### Textabschnitt
····················

19Weiter muss die Richtlinie nach den dargestellten Anforderungen in ihrem Anwendungsbereich verhältnismässig sein. Die Richtlinie differenziert nicht zwischen der Art von Flügen betreffend derer PNR Daten zu übermitteln sind. Erfasst werden alle internationalen Flüge, unabhängig vom Herkunfts- oder Zielland oder einer konkreten oder erhöhten Bedrohungslage in einem Land. Dieser Anwendungsbereich ist über die Öffnungsklausel auch auf den Bereich innerhalb der EU ausdehnbar. Auch in Hinblick auf die Daten werden keine Unterschiede in Bezug auf die mit der Richtlinie verfolgten Ziele - Bekämpfung Terrorismus und schwere Straftaten - etwa in Hinblick auf Gefährlichkeit oder Verdächtigkeit der erfassten Personen gemacht. Es bestehen Zweifel, ob diese noch dem Gebot gerecht wird, dass die Speicherung von Daten objektiven Kriterien genügen muss, die den Zusammenhang zwischen den gespeicherten personenbezogenen Daten und den verfolgten Zielen klärt.
20Diese Frage nach der Verhältnismässigkeit setzt sich in der Anschlussfrage fort, inwieweit ausreichende verfahrensrechtliche bzw. materiell-rechtliche Regelungen für die weitere Verwendung der PNR Daten vorliegen. Nach Art. 6 Abs. 3 der Richtlinie ist ein anlassloser Abgleich der übermittelten PNR Daten mit bestehenden Datenbanken und Mustern vorgesehen. Unter welchen rechtlichen Voraussetzungen dieser Abgleich durchzuführen ist, wird nicht näher geregelt. Im Rahmen der Verhältnismässigkeit ist hierbei auch die Zweck-Mittel Relation zu beachten. Der Zweck ist in Anhang II der Richtlinie näher geklärt. Indes ist die Datenverarbeitung für alle genannten Zwecke gleichermaßen vorgesehen ohne dass danach differenziert inwieweit der Datenabgleich tatsächlich zur Aufdeckung oder Verhütung der einzelnen gelisteten Straftaten tatsächlich beiträgt.

····················

(Datensätze)
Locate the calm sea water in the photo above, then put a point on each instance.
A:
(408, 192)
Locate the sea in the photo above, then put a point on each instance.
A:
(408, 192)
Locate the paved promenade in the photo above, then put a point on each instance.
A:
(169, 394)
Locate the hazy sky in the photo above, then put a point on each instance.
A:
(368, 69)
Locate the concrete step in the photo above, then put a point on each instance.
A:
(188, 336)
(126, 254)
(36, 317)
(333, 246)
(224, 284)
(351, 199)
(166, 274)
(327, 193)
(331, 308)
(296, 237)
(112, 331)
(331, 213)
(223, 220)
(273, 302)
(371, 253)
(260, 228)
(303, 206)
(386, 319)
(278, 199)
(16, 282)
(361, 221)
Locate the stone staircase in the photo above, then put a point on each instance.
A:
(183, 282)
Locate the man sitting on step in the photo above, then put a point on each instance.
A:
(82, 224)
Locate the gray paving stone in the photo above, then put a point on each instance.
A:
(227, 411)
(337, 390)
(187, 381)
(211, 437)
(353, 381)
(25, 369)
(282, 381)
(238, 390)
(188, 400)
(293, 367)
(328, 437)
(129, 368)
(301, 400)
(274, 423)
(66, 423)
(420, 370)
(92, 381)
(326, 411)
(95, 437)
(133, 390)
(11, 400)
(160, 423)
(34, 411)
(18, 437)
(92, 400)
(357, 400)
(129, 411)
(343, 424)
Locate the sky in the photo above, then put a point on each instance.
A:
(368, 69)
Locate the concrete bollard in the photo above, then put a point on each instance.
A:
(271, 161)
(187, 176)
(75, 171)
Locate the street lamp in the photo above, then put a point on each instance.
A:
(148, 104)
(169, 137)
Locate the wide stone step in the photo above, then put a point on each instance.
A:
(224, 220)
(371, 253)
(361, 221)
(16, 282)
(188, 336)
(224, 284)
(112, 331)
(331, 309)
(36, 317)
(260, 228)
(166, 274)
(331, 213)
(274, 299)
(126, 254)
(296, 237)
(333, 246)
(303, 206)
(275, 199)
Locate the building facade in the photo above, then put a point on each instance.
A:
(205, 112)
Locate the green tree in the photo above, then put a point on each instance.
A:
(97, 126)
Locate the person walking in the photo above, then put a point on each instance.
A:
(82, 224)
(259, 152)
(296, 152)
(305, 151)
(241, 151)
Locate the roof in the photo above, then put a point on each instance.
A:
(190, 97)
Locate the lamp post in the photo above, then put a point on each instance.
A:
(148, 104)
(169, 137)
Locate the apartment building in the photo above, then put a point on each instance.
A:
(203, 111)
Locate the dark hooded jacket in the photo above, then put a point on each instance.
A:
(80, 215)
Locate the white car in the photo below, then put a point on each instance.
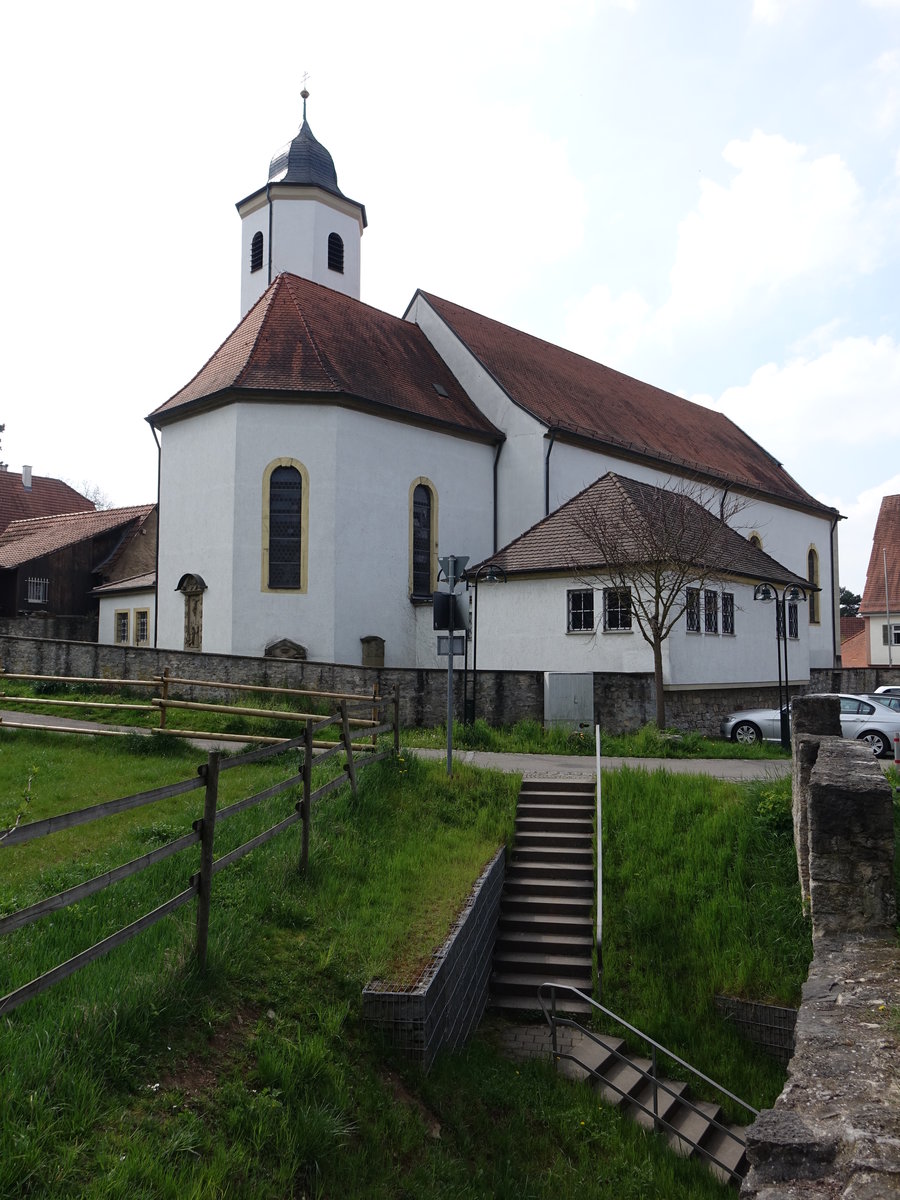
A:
(868, 720)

····················

### Aufgaben
1. Skaliere in den Datensätzen den Abschnitt von der Zeile mit „Locate the dark“ bis einschließlich zum Ende der Datensätze, indem du diese Zeilen samt Aufforderungen erneut wiedergibst und dabei jede Koordinate in den Antworten mit 2,2 multiplizierst und auf ganze Zahlen rundest, wobei Hälften aufgerundet werden. Lass die Bilder in deiner Antwort weg.
2. Führe den Textabschnitt über die PNR-Richtlinie im Anschluss an seinen letzten Satz weiter.
Text und Datensätze stammen aus unterschiedlichen Quellen.

### Antworten zu Aufgaben
1.
Locate the dark hooded jacket in the photo above, then put a point on each instance.
A:
(176, 473)
Locate the white car in the photo below, then put a point on each instance.
A:
(1910, 1584)

2.
21Damit stellt sich die unter 2. formulierte Frage, ob die Richtlinie in Hinblick auf ihren Anwendungsbereich unter Berücksichtigung von Art. 7, 8 GRCh eine ausreichende sachliche Differenzierung bei der Erfassung und Übermittlung der PNR Daten in Hinblick auf die Art der Flüge und die Bedrohungslage in einem bestimmten Land sowie in Hinblick auf den Abgleich mit Datenbanken und Mustern aufweist.
223.
23Nach dem oben Gesagten muss sich der Eingriff auf das absolut Notwendige beschränken. Gemäss Art. 12 PNR Richtlinie werden die PNR Daten ab ihrer Übermittlung 5 Jahre lang gespeichert, wobei nach sechs Monaten eine Depersonalisierung der Daten stattfindet, die unter weiteren Voraussetzungen rückgängig gemacht werden kann. Eine Differenzierung in Hinblick auf konkrete eine Person betreffende Anhaltspunkte danach, ob von ihr eine Gefahr ausgeht oder nicht, erfolgt nicht. Insbesondere erfolgt auch eine Speicherung der PNR Daten von unverdächtigen bereits ausgereisten Personen ohne dass hier ein Zusammenhang zu den mit der Richtlinie verfolgten Zielen erkennbar wäre. Es stellt sich daher die Frage, ob die Speicherungsdauer auf das absolut Notwendige beschränkt ist. Hieraus folgt die unter 3. formulierte Frage ob die pauschale, unterschiedslose Dauer der Speicherung aller PNR Daten mit Art. 7, 8 GRCh vereinbar ist.
244.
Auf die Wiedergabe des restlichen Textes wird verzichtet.